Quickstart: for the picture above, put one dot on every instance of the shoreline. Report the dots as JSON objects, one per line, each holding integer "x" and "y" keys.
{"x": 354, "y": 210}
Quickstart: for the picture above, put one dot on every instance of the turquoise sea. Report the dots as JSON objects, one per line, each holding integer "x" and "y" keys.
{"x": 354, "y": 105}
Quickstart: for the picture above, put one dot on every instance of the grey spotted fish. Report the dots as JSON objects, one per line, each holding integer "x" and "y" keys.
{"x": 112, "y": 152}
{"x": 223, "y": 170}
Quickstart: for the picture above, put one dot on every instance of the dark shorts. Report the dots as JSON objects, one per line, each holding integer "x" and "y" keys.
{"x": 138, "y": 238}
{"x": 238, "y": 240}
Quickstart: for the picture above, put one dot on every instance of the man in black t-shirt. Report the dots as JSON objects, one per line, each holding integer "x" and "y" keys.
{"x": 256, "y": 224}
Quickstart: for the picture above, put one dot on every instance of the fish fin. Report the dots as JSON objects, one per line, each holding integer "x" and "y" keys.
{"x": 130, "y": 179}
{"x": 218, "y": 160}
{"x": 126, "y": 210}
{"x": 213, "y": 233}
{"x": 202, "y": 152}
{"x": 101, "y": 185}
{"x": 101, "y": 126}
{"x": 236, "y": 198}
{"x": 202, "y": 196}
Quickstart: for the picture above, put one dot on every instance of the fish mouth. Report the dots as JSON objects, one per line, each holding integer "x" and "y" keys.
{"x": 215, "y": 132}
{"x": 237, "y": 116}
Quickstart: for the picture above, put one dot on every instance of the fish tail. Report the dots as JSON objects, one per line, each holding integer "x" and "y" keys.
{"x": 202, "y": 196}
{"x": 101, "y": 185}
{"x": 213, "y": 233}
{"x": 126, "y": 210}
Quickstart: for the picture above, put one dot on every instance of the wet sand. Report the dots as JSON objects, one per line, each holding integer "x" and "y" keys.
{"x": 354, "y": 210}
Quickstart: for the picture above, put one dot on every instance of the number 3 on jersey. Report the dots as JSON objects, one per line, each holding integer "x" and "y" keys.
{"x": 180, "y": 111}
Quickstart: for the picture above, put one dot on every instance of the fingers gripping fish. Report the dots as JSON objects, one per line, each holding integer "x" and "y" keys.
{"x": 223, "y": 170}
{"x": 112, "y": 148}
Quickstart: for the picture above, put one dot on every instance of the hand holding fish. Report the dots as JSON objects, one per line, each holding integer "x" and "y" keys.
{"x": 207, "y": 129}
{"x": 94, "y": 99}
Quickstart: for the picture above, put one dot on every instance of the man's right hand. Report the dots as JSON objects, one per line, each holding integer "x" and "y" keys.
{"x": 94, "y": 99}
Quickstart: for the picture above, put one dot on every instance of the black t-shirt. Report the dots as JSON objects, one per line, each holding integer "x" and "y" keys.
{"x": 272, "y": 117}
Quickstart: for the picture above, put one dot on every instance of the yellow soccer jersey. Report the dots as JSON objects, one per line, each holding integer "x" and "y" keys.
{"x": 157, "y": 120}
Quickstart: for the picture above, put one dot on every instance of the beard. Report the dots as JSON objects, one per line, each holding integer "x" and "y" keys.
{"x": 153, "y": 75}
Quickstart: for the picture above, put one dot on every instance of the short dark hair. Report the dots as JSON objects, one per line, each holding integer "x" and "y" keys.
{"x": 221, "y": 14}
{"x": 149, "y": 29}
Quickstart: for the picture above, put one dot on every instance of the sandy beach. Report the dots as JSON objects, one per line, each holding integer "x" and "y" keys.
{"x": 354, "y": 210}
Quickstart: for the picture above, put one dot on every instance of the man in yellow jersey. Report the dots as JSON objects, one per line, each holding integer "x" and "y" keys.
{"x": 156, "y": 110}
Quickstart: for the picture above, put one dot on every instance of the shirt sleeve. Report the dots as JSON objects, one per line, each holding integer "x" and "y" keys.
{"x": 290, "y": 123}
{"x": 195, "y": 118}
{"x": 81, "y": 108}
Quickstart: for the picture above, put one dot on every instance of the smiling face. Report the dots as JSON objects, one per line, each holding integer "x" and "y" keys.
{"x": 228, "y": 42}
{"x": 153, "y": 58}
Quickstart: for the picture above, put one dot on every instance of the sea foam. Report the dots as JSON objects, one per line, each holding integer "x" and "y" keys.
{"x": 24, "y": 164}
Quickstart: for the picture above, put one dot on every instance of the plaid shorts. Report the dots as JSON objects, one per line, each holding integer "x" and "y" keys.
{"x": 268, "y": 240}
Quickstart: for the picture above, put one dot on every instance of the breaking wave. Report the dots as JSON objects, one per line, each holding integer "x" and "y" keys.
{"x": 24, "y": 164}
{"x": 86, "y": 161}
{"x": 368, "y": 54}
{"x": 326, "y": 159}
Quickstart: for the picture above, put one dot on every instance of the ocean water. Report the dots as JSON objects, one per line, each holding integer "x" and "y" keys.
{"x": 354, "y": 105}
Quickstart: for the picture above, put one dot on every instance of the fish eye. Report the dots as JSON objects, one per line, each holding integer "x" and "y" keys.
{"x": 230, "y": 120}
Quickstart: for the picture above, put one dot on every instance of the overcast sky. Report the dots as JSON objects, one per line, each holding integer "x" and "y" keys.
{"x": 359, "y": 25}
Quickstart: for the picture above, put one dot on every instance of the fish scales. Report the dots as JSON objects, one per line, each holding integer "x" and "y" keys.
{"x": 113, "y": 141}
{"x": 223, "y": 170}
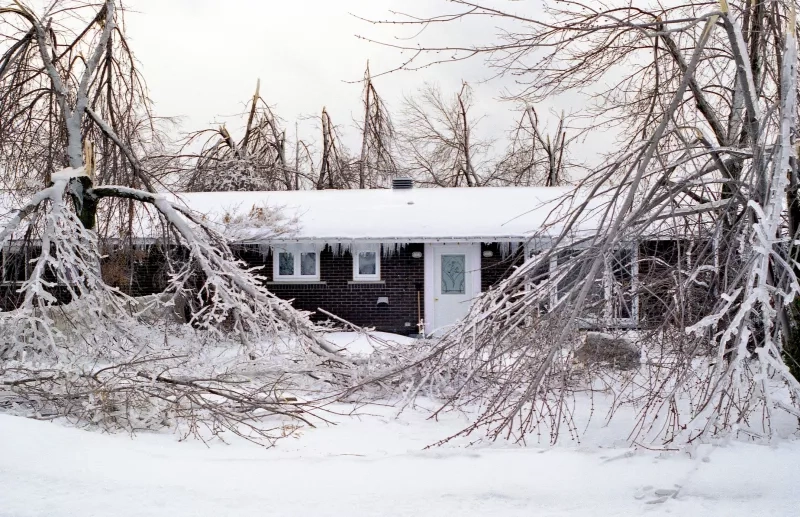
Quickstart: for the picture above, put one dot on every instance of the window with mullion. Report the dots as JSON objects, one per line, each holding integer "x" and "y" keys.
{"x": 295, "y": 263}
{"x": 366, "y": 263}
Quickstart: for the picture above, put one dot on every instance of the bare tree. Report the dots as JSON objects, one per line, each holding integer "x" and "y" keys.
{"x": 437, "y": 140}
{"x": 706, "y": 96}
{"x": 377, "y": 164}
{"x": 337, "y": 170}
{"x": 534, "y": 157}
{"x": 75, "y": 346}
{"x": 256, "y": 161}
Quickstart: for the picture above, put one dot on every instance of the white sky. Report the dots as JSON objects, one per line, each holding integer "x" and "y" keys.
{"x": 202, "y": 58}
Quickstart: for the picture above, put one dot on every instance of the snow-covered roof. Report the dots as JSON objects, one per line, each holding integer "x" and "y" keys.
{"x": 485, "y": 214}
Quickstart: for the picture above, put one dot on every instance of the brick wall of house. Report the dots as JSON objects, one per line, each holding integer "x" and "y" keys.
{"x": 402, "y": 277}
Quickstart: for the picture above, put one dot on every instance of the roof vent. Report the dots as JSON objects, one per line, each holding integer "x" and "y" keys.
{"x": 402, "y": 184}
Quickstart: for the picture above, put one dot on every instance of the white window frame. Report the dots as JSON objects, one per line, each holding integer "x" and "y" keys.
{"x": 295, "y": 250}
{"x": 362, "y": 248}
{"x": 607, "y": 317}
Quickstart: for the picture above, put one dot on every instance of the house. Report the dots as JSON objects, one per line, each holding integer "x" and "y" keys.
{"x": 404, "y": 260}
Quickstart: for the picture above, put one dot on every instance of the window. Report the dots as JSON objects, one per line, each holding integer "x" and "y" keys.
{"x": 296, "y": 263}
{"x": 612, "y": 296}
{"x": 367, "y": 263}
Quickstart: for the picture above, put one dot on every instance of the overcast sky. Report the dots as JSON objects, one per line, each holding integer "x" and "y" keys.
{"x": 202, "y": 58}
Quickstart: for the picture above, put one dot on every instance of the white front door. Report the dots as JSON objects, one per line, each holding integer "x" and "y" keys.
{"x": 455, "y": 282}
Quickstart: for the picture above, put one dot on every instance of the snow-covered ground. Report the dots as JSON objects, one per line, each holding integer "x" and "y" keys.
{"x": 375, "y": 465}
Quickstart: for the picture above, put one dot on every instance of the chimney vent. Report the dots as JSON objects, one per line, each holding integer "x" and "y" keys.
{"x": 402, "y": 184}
--
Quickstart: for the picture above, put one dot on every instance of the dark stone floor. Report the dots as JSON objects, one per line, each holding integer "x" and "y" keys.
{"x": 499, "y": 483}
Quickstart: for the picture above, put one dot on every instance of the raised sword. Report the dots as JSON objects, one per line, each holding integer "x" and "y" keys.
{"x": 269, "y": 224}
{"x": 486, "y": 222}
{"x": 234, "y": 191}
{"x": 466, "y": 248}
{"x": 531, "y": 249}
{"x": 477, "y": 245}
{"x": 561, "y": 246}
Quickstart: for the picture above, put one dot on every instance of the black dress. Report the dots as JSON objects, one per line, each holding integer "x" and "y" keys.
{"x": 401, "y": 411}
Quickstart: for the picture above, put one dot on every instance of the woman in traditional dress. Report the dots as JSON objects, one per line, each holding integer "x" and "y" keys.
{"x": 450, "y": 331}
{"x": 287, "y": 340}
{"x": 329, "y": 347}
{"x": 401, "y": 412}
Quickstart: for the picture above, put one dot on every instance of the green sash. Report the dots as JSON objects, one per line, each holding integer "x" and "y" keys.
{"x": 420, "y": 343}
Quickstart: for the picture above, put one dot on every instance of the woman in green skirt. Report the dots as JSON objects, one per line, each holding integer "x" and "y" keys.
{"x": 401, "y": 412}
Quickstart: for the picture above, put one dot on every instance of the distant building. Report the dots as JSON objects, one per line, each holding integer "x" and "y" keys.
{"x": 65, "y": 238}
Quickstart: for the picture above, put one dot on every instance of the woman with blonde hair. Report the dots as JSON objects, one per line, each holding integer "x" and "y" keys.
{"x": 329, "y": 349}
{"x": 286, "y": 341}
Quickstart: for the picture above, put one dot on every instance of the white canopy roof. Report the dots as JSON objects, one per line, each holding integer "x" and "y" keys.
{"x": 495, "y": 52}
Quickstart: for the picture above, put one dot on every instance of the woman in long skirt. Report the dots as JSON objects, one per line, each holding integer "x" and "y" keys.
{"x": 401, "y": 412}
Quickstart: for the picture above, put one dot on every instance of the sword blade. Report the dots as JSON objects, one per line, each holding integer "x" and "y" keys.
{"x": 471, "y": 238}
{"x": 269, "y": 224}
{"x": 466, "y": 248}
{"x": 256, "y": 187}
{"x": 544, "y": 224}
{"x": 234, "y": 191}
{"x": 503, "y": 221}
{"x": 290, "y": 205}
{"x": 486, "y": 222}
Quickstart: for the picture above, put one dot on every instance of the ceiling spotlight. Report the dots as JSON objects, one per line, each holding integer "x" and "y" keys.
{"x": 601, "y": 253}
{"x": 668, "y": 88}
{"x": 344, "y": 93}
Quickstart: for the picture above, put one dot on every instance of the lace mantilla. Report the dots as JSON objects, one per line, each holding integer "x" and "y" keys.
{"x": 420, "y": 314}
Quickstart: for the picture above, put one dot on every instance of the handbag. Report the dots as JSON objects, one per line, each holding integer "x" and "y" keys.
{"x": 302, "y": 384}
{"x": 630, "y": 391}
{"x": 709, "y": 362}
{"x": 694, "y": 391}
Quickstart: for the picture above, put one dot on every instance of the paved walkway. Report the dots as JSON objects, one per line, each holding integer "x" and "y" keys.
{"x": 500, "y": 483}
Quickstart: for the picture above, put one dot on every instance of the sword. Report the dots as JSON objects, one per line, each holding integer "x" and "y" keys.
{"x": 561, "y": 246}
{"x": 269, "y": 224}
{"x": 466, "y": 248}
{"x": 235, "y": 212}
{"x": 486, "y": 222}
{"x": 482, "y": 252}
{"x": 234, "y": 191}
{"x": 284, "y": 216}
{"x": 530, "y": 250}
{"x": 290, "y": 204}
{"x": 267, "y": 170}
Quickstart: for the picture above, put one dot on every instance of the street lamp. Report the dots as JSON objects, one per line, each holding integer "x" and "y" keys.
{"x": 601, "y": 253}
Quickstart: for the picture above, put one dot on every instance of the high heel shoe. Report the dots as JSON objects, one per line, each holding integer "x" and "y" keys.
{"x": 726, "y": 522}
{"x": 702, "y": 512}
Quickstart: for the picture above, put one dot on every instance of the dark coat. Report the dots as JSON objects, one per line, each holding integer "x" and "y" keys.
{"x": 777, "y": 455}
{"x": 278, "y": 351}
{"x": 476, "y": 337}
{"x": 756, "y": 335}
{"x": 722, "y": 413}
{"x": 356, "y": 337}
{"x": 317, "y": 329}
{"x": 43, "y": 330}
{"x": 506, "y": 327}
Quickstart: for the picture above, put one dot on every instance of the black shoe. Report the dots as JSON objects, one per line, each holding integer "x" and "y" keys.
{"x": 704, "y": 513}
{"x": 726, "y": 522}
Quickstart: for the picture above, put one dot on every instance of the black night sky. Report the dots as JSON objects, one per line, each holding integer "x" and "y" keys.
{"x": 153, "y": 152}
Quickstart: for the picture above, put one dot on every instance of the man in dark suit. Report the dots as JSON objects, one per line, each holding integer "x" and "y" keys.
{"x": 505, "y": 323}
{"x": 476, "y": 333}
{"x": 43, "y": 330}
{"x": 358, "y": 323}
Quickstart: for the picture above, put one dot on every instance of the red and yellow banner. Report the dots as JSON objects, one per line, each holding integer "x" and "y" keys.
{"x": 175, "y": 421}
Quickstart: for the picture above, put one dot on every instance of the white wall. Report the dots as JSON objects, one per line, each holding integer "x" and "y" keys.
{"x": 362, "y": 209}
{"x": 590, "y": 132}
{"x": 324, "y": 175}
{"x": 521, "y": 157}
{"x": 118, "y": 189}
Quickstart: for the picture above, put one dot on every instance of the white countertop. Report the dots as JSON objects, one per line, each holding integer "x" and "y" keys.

§ **What you will do**: Copy range, inclusive: the line holding "the dark coat." to the line holding "the white countertop.". Reproduce exactly those lines of the records above and no others.

§ **Response area**:
Quickstart: for the picture above, put one dot on every instance of the dark coat. Report the dots as JSON objects, one per line, each holding integer "x" and "y" keys.
{"x": 777, "y": 455}
{"x": 278, "y": 351}
{"x": 476, "y": 337}
{"x": 756, "y": 335}
{"x": 722, "y": 413}
{"x": 356, "y": 337}
{"x": 317, "y": 329}
{"x": 43, "y": 330}
{"x": 506, "y": 327}
Quickstart: for the picture above, put one dot on every instance of the black shoe. Report the dots as JSON objects, one per line, each holding integer "x" and "y" keys.
{"x": 704, "y": 513}
{"x": 726, "y": 522}
Quickstart: for the picture above, put one dot on every instance of the black night sky. Report the dots as JSON objects, one per line, each holding integer "x" and "y" keys.
{"x": 153, "y": 152}
Quickstart: for the picture above, put one dot on every instance of the man in dark suit. Report the dots as JSON objects, one per line, each holding integer "x" and "y" keys.
{"x": 505, "y": 323}
{"x": 476, "y": 333}
{"x": 43, "y": 330}
{"x": 358, "y": 323}
Quickstart: for the picture above, put one dot on every instance of the red and yellow banner. Report the dots as JSON objects, one per line, each holding integer "x" and "y" keys.
{"x": 175, "y": 421}
Quickstart: for the picture above, put one dot on every instance of the white wall. Report the dots as JSON objects, one per line, each holding integer "x" and "y" keys.
{"x": 362, "y": 209}
{"x": 590, "y": 132}
{"x": 324, "y": 175}
{"x": 521, "y": 157}
{"x": 118, "y": 189}
Quickstart: for the picture above, put one dot on every instance of the white countertop. Report the dots as JSON objects, one per line, each holding integer "x" and "y" keys.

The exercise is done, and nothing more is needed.